**WHAT YOU ARE ASKED TO DO:** Each record below must be written out again in exactly the same form.

**MATERIAL TO PROCESS:**
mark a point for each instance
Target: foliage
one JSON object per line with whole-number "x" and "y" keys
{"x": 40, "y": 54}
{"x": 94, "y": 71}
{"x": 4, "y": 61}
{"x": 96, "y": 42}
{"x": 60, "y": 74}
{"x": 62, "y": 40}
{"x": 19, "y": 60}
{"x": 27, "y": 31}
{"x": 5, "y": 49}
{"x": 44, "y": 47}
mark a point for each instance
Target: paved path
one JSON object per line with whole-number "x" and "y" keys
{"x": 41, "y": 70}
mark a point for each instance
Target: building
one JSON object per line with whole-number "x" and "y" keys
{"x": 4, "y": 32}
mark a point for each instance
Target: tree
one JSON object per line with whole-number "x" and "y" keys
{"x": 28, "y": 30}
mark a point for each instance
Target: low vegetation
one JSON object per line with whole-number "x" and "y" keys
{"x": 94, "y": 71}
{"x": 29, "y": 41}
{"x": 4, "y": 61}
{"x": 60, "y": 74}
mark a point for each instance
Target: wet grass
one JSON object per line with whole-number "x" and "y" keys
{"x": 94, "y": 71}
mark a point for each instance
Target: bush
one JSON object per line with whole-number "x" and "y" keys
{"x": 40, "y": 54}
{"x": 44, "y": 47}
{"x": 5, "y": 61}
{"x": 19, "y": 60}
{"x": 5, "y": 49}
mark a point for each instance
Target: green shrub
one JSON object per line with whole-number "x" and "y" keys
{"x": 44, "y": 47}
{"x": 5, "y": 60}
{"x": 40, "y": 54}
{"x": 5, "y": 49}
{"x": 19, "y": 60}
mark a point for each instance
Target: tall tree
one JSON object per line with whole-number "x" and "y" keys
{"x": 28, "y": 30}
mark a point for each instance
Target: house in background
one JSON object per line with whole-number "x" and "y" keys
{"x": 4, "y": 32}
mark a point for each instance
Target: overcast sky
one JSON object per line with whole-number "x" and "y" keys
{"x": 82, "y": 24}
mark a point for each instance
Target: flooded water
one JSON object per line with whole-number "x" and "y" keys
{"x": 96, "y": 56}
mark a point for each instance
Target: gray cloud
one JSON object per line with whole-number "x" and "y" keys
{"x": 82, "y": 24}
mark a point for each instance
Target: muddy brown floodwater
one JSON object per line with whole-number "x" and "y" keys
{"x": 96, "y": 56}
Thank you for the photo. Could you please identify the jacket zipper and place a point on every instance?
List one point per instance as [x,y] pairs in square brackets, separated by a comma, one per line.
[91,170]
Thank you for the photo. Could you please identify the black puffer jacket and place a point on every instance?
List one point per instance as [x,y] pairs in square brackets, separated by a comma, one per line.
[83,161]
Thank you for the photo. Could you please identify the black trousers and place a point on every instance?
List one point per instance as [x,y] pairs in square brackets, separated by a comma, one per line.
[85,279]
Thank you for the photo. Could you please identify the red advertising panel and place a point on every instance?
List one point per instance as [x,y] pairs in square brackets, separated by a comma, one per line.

**RESULT:**
mark a point for each instance
Target: foliage
one JSON object per line with whole-number "x" and "y" keys
{"x": 40, "y": 54}
{"x": 94, "y": 71}
{"x": 4, "y": 61}
{"x": 96, "y": 42}
{"x": 60, "y": 74}
{"x": 62, "y": 40}
{"x": 19, "y": 60}
{"x": 27, "y": 31}
{"x": 5, "y": 49}
{"x": 44, "y": 47}
mark a point for each instance
Target: paved path
one JSON object per line with whole-number "x" and "y" keys
{"x": 41, "y": 70}
mark a point for each instance
Target: building
one JSON object per line with whole-number "x" and "y" keys
{"x": 4, "y": 32}
mark a point for each instance
Target: tree
one JSON object per line with whole-number "x" and "y" keys
{"x": 28, "y": 30}
mark a point for each instance
Target: low vegetation
one JSON object per line with whole-number "x" and "y" keys
{"x": 94, "y": 71}
{"x": 29, "y": 41}
{"x": 4, "y": 61}
{"x": 60, "y": 74}
mark a point for each instance
Target: wet grass
one JSON object per line with whole-number "x" and "y" keys
{"x": 94, "y": 71}
mark a point for each instance
Target: bush
one JSON object per line with whole-number "x" and "y" keys
{"x": 40, "y": 54}
{"x": 44, "y": 47}
{"x": 5, "y": 61}
{"x": 19, "y": 60}
{"x": 5, "y": 49}
mark a point for each instance
Target: green shrub
one JSON object per line with whole-number "x" and "y" keys
{"x": 44, "y": 47}
{"x": 5, "y": 60}
{"x": 40, "y": 54}
{"x": 5, "y": 49}
{"x": 19, "y": 60}
mark a point for each instance
Target: tall tree
one JSON object per line with whole-number "x" and "y" keys
{"x": 28, "y": 30}
mark a point for each instance
Target: house in background
one JSON object per line with whole-number "x" and "y" keys
{"x": 4, "y": 32}
mark a point for each instance
Target: overcast sky
one JSON object per line with whole-number "x" and "y" keys
{"x": 82, "y": 24}
mark a point for each instance
Target: flooded water
one JSON object per line with whole-number "x" and "y" keys
{"x": 96, "y": 56}
mark a point for each instance
Target: gray cloud
one JSON object per line with whole-number "x" and "y" keys
{"x": 82, "y": 24}
mark a point for each instance
Target: muddy brown floodwater
one JSON object per line with whole-number "x" and "y" keys
{"x": 96, "y": 56}
Thank you for the photo. Could you please identify the jacket zipper and place a point on every instance?
List one point per instance as [x,y] pairs in square brackets, separated by a comma, one per line.
[91,170]
Thank you for the photo. Could you please identify the black puffer jacket and place a point on every instance?
List one point per instance as [x,y] pairs in square brackets, separated by a comma, one per line.
[83,161]
Thank you for the photo. Could you please identify the black trousers and place a point on every instance?
List one point per instance as [x,y] pairs in square brackets, separated by a comma, one per line.
[85,279]
Thank you for the photo. Could you please identify the red advertising panel and place a point on every instance?
List one point per instance as [x,y] pairs in square brackets, separated by a comma, one per line.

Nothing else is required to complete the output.